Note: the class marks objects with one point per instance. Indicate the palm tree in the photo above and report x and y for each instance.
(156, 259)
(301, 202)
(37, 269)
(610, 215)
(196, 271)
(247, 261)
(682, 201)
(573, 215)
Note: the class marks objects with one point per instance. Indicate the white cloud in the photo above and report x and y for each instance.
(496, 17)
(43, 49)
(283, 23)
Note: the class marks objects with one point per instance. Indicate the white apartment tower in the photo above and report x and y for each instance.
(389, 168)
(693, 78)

● ● ● ● ● ● ●

_YOUR ASSIGNMENT_. Each line of the listing should be copied exactly.

_RESPONSE_.
Note: the class marks objects with one point per instance. Indicate the palm tree in the photo above and report x and y for each instance.
(156, 259)
(301, 202)
(37, 269)
(610, 215)
(196, 271)
(247, 261)
(682, 201)
(573, 215)
Note: the class marks objects with one point per instance. Indicate the white cloud in the photo above and report x and y for each instance.
(496, 17)
(43, 49)
(283, 23)
Note: the class marks objects with one point per instance. Indicate the white apartment tower in the photo above and report x and y for each instance.
(389, 168)
(693, 78)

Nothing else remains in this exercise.